> **Aufgaben**
a - In welchem Bereich liegen die Fixkosten einer Vermögensverwaltung laut dem Text über Vermögensverwaltung normalerweise?
b - Zähle alle Lösungen auf, die der Text über Vermögensverwaltung nach ihren Kosten ordnet, von der günstigsten bis zur teuersten.
c - Setze den Text über Vermögensverwaltung nach seinem letzten Satz fort.

Regelbasiertes Wealth Management
Regelbasiertes Wealth Management ist der standardisierten Vermögensverwaltung unterstellt. Diese Sondervariante charakterisiert sich durch die im Vorfeld klar benannten Regeln für spezifische Kauf- und Verkaufsentscheidungen, die der Vermögensverwalter die gesamte Laufzeit über einhalten muss. Solche Vermögensverwaltungen stützen sich insbesondere auf breitgestreute Index-Fonds. Regelbasiertes Wealth Management ist außerdem typisch für Portfolios, bei denen bestimmte Verhältnisse einzuhalten sind, zum Beispiel 30 % Anleihen und 70 % Aktien. Das Portfolio wird dann regelmäßig entsprechend solcher Vorgaben angepasst.
Kosten einer Vermögensverwaltung
Die Kostenstruktur musst du für jeden Vermögensverwalter individuell kalkulieren, denn feste Gebühren nach einer Verordnung gibt es da nicht. Der Vermögensverwalter kann also so viel erheben, wie er denkt, dass seine eigene Arbeit das wert wäre. Natürlich zeigen viele Beispiele aus der Geschichte, dass sich Vermögensverwalter und auch Hedgefonds gern sehr gut bezahlen lassen, ohne überhaupt einen nennenswerten Mehrwert gegenüber breitgestreuten und kostengünstigen ETFs zu liefern.
Normalerweise setzen sich die Kosten bei Vermögensverwaltungen aus diesen Positionen zusammen:
Fixkosten
Die Fixkosten sind quasi das, was in der ETF-Welt die TER ist. Sie fallen also immer an, sind aber höher als bei ETFs. Normalerweise rangieren sie in einem Spektrum zwischen rund 1,25 und 3 %. Umso exklusiver und individueller, desto höher auch die Kosten. Robo-Adviser sind daher typischerweise die günstigste Lösung, gefolgt von standardisierten Vermögensverwaltungen. Individuelles Wealth Management ist am teuersten.

> **Vorliegendes Material**
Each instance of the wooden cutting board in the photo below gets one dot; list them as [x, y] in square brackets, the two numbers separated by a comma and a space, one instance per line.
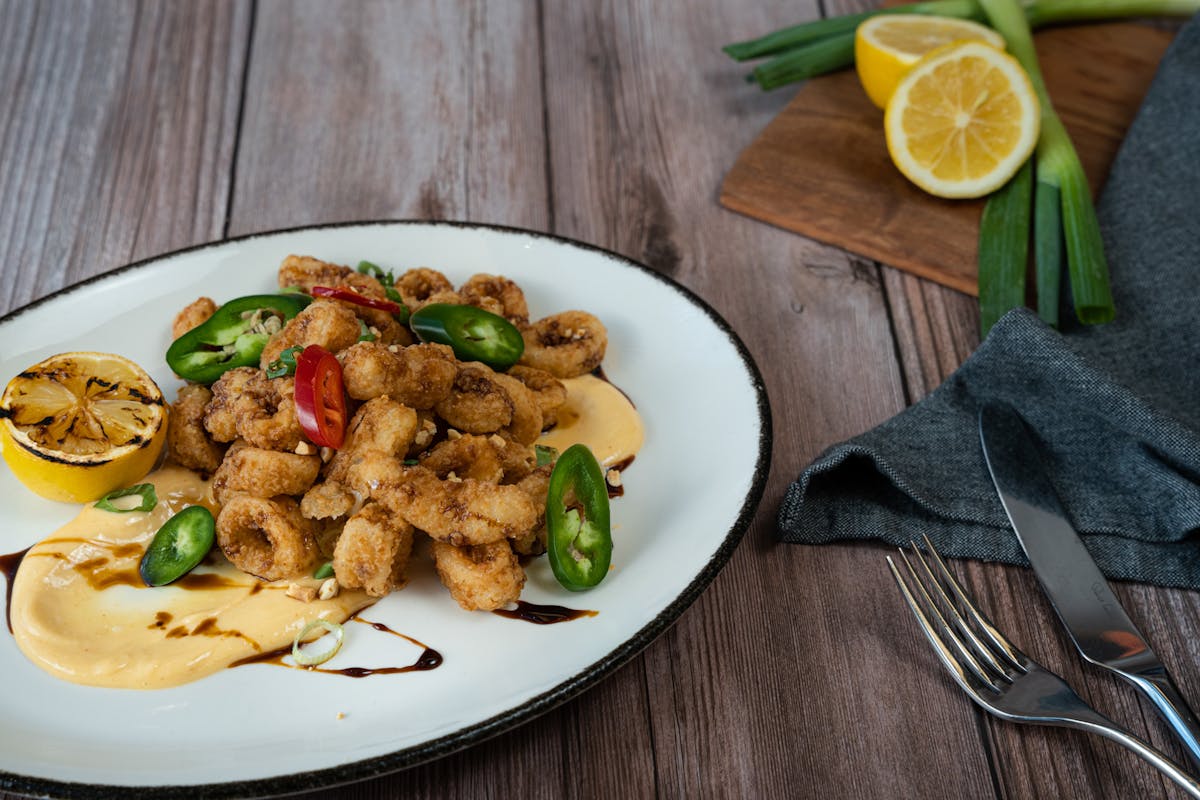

> **Lösungen**
a - Zwischen rund 1,25 und 3 %.

b - Robo-Adviser, standardisierte Vermögensverwaltungen, individuelles Wealth Management

c -
Erfolgsgebühren
Erfolgsgebühren fallen, wie der Name schon sagt, nur bei Erfolg an. Wie genau der definiert ist, hängt von der jeweiligen Vermögensverwaltung ab. Beliebt ist das Prinzip nach "High Watermarks". Erreicht das Portfolio einen Höchststand, wird von diesem aus eine Erfolgsgebühr herausgerechnet. Performt das Portfolio danach über mehrere Jahre schlecht und erreicht keine neuen Höchststände, fällt auch bis zum Erreichen neuer "High Watermarks" keine Erfolgsgebühr an. Häufig versuchen aber eben genau das Vermögensverwalter und Hedgefonds zu umgehen, indem sie den Fonds dann einfach schließen und neu auflegen. Wurde diese Karte schon mehrfach gezogen, solltest du also Vorsicht walten lassen!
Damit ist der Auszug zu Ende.